Given request:
Please shift every point coordinate by -106 and write out again all the lines from the line with "Expected: one point per instance of the dry" up to and including the last line. Leave the pictures out of your answer.

◇ ◇ ◇ ◇ ◇ ◇ ◇

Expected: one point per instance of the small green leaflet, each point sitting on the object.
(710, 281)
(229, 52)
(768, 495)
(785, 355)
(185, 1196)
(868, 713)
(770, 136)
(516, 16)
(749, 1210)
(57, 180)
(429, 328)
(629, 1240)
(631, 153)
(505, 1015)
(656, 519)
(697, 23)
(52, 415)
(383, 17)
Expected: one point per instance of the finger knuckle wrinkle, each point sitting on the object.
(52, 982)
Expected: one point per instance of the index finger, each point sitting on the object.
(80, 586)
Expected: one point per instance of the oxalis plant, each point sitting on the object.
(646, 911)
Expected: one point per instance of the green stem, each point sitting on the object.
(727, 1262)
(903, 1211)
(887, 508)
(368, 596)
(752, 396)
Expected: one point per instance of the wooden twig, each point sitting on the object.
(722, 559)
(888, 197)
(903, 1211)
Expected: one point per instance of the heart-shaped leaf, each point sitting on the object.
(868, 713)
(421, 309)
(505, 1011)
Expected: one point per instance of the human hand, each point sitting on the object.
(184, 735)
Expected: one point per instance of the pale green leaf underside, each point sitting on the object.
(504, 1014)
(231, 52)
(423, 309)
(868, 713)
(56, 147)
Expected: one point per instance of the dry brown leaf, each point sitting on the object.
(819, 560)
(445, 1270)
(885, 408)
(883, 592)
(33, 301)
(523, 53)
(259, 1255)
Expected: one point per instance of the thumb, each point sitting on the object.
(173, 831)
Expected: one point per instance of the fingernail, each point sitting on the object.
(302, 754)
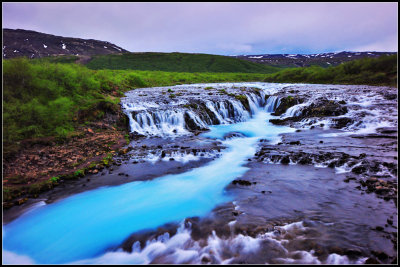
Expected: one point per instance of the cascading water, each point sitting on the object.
(88, 224)
(89, 228)
(173, 122)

◇ ◇ ◇ ◇ ◇ ◇ ◇

Result of this task:
Expected: one point per instance of the dry brown leaf, each point sitting on the object.
(713, 454)
(339, 1164)
(779, 302)
(777, 486)
(-73, 195)
(417, -53)
(153, 1149)
Expected: one point per instance of the thumb, each point sitting on the object.
(67, 725)
Expected: one point per instance of the fingernail, each point sitting on the object.
(196, 648)
Expected: one point per instance of the cascading water, each point sitting on the object.
(-18, 118)
(-17, 122)
(67, 16)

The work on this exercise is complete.